>> Start Dataset excerpts
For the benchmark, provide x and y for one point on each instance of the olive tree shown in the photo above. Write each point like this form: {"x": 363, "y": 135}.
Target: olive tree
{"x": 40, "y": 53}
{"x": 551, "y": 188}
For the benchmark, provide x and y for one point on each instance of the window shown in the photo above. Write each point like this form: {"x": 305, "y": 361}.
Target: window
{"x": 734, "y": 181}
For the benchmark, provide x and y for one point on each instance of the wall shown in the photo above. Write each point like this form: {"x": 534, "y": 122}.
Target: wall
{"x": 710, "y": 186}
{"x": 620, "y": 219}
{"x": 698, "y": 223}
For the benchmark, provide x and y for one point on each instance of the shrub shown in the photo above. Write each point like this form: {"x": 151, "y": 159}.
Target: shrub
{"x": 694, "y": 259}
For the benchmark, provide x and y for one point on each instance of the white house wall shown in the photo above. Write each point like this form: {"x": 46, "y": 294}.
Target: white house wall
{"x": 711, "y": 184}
>> End Dataset excerpts
## [Brief]
Copy out all of the items above, changing every "benchmark" to "evaluation" and leaving everything else the same.

## [Right answer]
For the evaluation, provide x and y for one point on each instance of the olive tree shown in the photo above. Write each point like this form: {"x": 363, "y": 135}.
Target: olive tree
{"x": 40, "y": 53}
{"x": 551, "y": 188}
For the evaluation, provide x and y for one point on each instance of the window shown in the photo above. Write each point like this form: {"x": 305, "y": 361}.
Target: window
{"x": 734, "y": 181}
For the evaluation, provide x and y for one point on each instance of the wall shown in the photo above. Write each point like this form: {"x": 534, "y": 122}.
Target: wall
{"x": 710, "y": 186}
{"x": 620, "y": 219}
{"x": 698, "y": 223}
For the evaluation, provide x and y for one point on each instance of the shrub shown in the photo above. Write each point like this form: {"x": 151, "y": 159}.
Target: shrub
{"x": 694, "y": 259}
For the evaluation, provide x and y for one point on each instance of the white house wall shown in the photo above. Write each point like this form: {"x": 46, "y": 294}.
Target: white house wall
{"x": 711, "y": 184}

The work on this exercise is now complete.